- ЗАДАНИЕ
Подхватите отрывок о различии гнева и ненависти и напишите его продолжение, начиная сразу после последнего предложения.

- ОТРЫВОК
⟨

Что касается вражды и ненависти, то очевидно, что их нужно
рассматривать с помощью понятий противоположных. Вражду порождает гнев,
оскорбление, клевета. Гнев проистекает из вещей, имеющих непосредственное
отношение к нам самим, а вражда может возникнуть и без этого, потому что раз
мы считаем человека таким-то, мы ненавидим его. Гнев всегда бывает направлен
против отдельных объектов, например, против Каллия или Сократа, а ненависть
[может быть направлена] и против целого рода объектов, например, всякий
ненавидит вора и клеветника. Гнев врачуется временем, ненависть же
неизлечима. Первый есть стремление вызвать досаду, а вторая [стремится
причинить] зло, ибо человек гневающийся желает дать почувствовать свой гнев,
а для человека ненавидящего это совершенно безразлично. Все, возбуждающее
огорчение, дает себя чувствовать, но вовсе не дает себя чувствовать
величайшее зло, несправедливость и безумие, так как нас нисколько не
огорчает присутствие порока. Гнев соединен с чувством огорчения, а ненависть
не соединена с ним: человек сердящийся испытывает огорчение, а человек
ненавидящий не испытывает; первый может смягчиться, если [на долю
ненавидимого] падет много [неприятностей], а второй [не смягчится] ни в
каком случае, потому что первый желает, чтобы тот, на кого он сердится, за
что-нибудь пострадал, а второй желает, чтобы [его врага] не было.

⟩

- ПЕРЕЧЕНЬ ДАННЫХ
⟨

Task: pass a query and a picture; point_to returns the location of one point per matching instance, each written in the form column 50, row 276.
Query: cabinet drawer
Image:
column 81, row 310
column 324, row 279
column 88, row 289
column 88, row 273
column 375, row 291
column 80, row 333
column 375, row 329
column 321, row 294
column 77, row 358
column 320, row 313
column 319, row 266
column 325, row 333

⟩

- ОТВЕТ К ЗАДАНИЮ
Из вышесказанного очевидно, что возможно как доказать, что такие-то
люди друзья или враги, когда они действительно таковы, так и выставить их
таковыми, когда на самом деле они не таковы, возможно и уничтожить [дружбу
или вражду], существующую только на словах, и склонить в какую угодно
сторону тех, кто колеблется под влиянием гнева или вражды.
ГЛАВА V
Определение страха. - Чего люди боятся? - Что подходит под понятие
страшного и почему? - В каком состоянии люди испытывают страх? - Понятие
смелости, определение его. - Когда и почему люди бывают смелы?
Чего и кого и в каком состоянии люди боятся, будет ясно из следующего.
Пусть будет страх -некоторого рода неприятное ощущение или смущение,
возникающее из представления о предстоящем зле, которое может погубить нас
или причинить нам неприятность: люди ведь боятся не всех зол, например, [не
боятся] быть несправедливыми или ленивыми, - но лишь тех, которые могут
причинить страдание, сильно огорчить или погубить, и притом в тех случаях,
когда [эти бедствия] не [угрожают] издали, а находятся так близко, что
кажутся неизбежными. Бедствий отдаленных люди не особенно боятся. Все знают,
что смерть неизбежна, но так как она не близка, то никто о ней не думает.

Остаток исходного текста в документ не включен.